## PROBLEM TO WORK ON
Can you write out the lines from the one containing "the dry brown" through the last line, inclusive, swapping "one line per instance" for "a separate line for each instance" and leaving everything else as it is?

## EXERCISE DATA
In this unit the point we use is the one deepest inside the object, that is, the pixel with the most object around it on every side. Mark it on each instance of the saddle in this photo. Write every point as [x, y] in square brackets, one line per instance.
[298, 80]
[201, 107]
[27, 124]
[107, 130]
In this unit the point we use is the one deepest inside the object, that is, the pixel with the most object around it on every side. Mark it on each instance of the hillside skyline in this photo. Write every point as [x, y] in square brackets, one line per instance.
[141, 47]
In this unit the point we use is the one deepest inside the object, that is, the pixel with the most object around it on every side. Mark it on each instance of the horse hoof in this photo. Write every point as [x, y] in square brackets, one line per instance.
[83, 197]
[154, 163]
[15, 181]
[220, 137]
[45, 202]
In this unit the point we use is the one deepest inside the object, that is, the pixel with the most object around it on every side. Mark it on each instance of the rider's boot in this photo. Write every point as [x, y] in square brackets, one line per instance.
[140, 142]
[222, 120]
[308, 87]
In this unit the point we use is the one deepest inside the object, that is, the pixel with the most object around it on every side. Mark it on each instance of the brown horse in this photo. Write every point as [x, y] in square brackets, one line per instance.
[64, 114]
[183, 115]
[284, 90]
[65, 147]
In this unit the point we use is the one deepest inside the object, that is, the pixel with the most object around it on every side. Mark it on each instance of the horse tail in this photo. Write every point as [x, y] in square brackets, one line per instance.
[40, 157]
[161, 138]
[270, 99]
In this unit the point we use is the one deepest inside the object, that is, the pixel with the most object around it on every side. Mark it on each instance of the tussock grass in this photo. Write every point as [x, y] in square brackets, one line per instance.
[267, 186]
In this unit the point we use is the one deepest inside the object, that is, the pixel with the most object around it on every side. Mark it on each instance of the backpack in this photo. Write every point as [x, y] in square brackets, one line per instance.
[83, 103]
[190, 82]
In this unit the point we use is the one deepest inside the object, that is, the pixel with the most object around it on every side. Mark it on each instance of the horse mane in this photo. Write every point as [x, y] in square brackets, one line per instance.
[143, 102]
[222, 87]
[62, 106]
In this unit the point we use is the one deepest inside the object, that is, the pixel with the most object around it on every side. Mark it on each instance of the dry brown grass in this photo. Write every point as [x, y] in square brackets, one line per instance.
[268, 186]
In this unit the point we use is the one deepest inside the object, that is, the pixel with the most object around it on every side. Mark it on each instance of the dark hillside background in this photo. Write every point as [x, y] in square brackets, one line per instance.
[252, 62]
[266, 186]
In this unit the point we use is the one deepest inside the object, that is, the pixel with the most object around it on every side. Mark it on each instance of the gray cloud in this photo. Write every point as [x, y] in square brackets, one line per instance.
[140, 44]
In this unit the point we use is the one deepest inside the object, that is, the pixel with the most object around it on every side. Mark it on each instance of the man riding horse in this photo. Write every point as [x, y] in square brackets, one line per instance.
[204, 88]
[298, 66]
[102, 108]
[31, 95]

## ANSWER FOR THIS EXERCISE
In this unit the point we use is the one deepest inside the object, that is, the pixel with the most object around it on every side. Mark it on each instance of the dry brown grass in this photo. Write every point as [x, y] in square brackets, a separate line for each instance.
[268, 186]
In this unit the point we use is the one deepest inside the object, that is, the pixel with the most object around it on every side. Mark it on each instance of the dark hillside background in this photo. Write every point as [x, y] in square brackets, a separate line for each instance.
[252, 62]
[266, 186]
In this unit the point we use is the one deepest inside the object, that is, the pixel with the most object around it on every side. Mark it on each instance of the gray cloud in this photo. Write every point as [x, y] in square brackets, a separate line for each instance.
[140, 44]
In this unit the point we use is the one deepest inside the object, that is, the pixel with the most object around it on every side. Mark it on each instance of the man riding horse in this photo. Write every point as [x, y] in square brackets, a separate line for each instance.
[204, 88]
[298, 66]
[102, 108]
[31, 95]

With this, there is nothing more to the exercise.